Rewrite the lines of the material as a numbered list, from the line containing "For every instance of the horse's head" through the end of the material, inclusive, and omit any blank lines.

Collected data
########

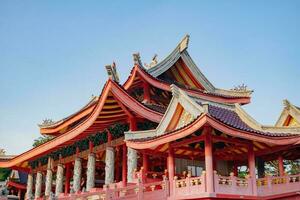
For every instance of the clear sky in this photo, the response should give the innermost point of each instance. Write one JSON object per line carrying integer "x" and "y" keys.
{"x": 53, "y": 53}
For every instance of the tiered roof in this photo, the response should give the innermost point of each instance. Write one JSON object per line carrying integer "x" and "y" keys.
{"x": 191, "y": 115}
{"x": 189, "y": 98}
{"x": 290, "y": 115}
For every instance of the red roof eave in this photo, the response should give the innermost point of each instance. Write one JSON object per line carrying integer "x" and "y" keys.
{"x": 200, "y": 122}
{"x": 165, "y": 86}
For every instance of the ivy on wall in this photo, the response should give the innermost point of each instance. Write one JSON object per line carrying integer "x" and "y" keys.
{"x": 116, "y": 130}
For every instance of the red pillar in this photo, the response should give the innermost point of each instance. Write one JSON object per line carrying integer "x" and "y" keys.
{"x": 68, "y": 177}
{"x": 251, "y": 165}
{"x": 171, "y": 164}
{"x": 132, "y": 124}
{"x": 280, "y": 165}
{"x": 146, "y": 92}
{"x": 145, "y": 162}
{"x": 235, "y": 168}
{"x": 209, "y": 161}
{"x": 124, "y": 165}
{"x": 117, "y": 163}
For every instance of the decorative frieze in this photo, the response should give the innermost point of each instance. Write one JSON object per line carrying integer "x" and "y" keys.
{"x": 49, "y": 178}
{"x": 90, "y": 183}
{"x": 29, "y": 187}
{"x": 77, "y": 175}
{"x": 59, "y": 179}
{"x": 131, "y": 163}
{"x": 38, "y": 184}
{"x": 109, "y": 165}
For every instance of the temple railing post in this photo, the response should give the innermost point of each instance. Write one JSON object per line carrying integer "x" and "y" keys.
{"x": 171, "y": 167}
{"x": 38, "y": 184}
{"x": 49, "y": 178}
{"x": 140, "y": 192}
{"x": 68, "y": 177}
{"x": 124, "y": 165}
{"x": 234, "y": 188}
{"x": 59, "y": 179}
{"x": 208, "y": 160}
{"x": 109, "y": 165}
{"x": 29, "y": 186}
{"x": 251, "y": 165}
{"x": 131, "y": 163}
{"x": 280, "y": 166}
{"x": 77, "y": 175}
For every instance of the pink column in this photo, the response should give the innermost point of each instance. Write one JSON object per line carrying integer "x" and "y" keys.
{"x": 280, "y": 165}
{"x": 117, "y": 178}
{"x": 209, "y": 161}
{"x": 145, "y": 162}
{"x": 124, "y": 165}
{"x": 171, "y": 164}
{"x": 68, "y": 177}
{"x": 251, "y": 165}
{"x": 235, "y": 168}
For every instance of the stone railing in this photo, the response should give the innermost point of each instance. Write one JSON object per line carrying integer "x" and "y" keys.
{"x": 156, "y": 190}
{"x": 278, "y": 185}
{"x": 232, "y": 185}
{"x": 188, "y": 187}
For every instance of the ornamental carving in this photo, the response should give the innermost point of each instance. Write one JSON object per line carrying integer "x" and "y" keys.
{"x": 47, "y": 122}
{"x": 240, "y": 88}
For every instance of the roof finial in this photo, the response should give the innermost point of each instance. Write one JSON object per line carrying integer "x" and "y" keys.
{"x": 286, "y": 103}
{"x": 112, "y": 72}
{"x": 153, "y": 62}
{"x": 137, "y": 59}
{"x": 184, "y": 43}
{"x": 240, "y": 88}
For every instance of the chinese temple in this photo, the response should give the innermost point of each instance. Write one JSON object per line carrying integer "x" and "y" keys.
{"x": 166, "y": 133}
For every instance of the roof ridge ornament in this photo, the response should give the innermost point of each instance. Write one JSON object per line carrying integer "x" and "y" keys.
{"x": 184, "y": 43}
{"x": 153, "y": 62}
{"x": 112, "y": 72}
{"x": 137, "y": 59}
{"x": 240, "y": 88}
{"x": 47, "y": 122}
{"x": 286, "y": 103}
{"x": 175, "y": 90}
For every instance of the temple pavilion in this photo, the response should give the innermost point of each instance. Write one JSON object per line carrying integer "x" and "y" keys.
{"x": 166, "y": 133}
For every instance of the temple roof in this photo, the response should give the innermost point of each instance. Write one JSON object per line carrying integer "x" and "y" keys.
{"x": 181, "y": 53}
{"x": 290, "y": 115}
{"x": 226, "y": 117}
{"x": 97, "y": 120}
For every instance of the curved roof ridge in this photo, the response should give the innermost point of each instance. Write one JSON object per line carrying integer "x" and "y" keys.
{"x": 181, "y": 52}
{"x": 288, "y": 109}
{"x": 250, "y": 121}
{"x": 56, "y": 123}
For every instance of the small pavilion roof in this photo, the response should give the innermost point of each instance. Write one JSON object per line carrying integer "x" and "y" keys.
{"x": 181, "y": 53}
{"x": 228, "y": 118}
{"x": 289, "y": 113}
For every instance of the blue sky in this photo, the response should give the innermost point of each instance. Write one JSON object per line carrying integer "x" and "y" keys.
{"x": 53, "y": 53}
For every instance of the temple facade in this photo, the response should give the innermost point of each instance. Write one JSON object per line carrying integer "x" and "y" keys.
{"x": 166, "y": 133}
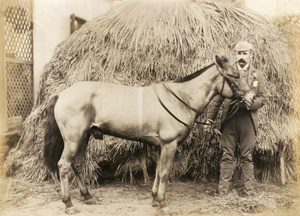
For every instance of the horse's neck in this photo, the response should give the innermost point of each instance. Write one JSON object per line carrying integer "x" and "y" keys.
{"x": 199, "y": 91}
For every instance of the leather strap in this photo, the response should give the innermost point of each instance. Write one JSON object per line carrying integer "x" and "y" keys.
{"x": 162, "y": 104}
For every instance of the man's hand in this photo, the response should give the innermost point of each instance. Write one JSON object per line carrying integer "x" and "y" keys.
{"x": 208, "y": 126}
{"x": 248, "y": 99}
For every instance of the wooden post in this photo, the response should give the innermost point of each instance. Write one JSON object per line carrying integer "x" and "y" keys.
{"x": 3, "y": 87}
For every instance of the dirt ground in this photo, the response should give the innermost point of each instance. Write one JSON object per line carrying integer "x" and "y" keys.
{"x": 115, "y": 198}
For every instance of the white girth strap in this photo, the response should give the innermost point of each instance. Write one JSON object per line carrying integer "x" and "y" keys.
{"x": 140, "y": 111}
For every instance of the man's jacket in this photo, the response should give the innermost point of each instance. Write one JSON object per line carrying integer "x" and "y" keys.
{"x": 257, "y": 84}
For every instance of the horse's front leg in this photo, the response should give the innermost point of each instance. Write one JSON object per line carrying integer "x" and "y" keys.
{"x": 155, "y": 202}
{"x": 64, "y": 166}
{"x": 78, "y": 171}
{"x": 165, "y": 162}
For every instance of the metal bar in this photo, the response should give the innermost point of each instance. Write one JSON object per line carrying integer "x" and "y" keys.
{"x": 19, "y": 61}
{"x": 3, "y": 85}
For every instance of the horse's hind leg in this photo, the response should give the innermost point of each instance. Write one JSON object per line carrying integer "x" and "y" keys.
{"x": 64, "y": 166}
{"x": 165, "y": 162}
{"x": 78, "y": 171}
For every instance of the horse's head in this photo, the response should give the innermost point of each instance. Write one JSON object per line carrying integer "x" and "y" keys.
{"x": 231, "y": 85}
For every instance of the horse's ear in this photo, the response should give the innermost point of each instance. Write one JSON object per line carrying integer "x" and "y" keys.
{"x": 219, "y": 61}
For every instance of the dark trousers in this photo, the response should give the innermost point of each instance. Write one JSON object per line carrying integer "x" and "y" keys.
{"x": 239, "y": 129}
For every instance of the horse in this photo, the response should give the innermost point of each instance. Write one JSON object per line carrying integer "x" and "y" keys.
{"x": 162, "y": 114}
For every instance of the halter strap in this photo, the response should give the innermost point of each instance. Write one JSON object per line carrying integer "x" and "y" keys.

########

◆ **PROBLEM SOLUTION**
1. For every instance of the horse's head in this photo, the response should give the innermost point of each instance. Write one JSON object per line carrying integer "x" and "y" keys.
2. {"x": 231, "y": 85}
3. For every instance of the horse's ear in this photo, the response should give the innermost point of each instance. Write one JSON object per line carrying integer "x" and "y" keys.
4. {"x": 219, "y": 61}
5. For every instance of the dark trousers in this photo, the response should give the innermost point of each instance. Write one JSON object per line carrying integer "x" and "y" keys.
6. {"x": 239, "y": 129}
7. For every instance of the horse in this photo, the response should give the innermost point of each instance. Write one JSON object per line carrying integer "x" and "y" keys.
8. {"x": 162, "y": 114}
9. For every instance of the halter strap in this photo, the response should give the innermost point of each instance. Write one JSON object per line carrying integer "x" and "y" keys.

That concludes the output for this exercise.